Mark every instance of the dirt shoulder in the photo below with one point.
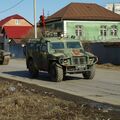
(108, 66)
(20, 101)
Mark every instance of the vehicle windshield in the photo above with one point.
(57, 45)
(73, 45)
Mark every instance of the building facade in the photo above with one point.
(114, 7)
(88, 22)
(93, 23)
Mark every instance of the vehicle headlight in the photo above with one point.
(91, 60)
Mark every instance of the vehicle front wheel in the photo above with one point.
(33, 71)
(56, 72)
(89, 74)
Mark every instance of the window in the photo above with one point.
(103, 30)
(78, 30)
(57, 45)
(73, 45)
(113, 31)
(17, 22)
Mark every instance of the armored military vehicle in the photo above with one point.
(59, 56)
(4, 52)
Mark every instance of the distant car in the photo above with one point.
(59, 56)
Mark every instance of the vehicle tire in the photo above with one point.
(56, 72)
(33, 71)
(89, 74)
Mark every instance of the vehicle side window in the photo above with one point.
(44, 48)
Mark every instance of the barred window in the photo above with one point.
(103, 30)
(79, 30)
(114, 30)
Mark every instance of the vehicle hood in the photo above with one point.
(69, 52)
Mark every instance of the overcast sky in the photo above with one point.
(25, 7)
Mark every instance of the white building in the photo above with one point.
(114, 7)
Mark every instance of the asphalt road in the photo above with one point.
(105, 87)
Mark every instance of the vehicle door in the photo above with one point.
(44, 54)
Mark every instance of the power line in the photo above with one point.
++++++++++
### WORK TO BE COMPLETED:
Would you set down each line of the listing above exactly, apart from the pictures?

### EXPECTED ANSWER:
Mark every instance of the dirt shoulder in the photo below with one point.
(108, 66)
(20, 101)
Mark every instance of the vehicle windshield in the photo above with one point.
(57, 45)
(73, 45)
Mark every instance of the building facade in the photo above with one point.
(114, 7)
(88, 22)
(93, 23)
Mark every instance of the vehicle headlight in the photo above with one point.
(91, 60)
Mark every instance of the vehicle front wheel in the photo above with one point.
(33, 71)
(56, 72)
(89, 74)
Mark every instance of the window in the photo above with one point.
(103, 30)
(78, 30)
(57, 45)
(73, 45)
(113, 31)
(17, 22)
Mark every instance of the armored military vehicle in the photo above with one point.
(59, 56)
(4, 52)
Mark every instance of the distant car in the photo above with one point.
(59, 56)
Mark every instance of the vehicle tire in the photo above with one point.
(56, 72)
(33, 71)
(89, 74)
Mark every instance of the vehicle side window in the photo above with one point.
(44, 48)
Mark every instance of the barred window in the photo above with one point.
(103, 30)
(79, 30)
(114, 30)
Mark every instance of the vehicle hood in the photo above with one point.
(69, 52)
Mark every instance of the overcast sky in the photo above with one point.
(25, 7)
Mark every instance of the white building in the photo above with one point.
(114, 7)
Mark every instance of the asphalt road in the photo above with one point.
(105, 87)
Mark every instance of the vehicle door in the photo above with one point.
(44, 54)
Mark every instance of the power line in the photo above with one point.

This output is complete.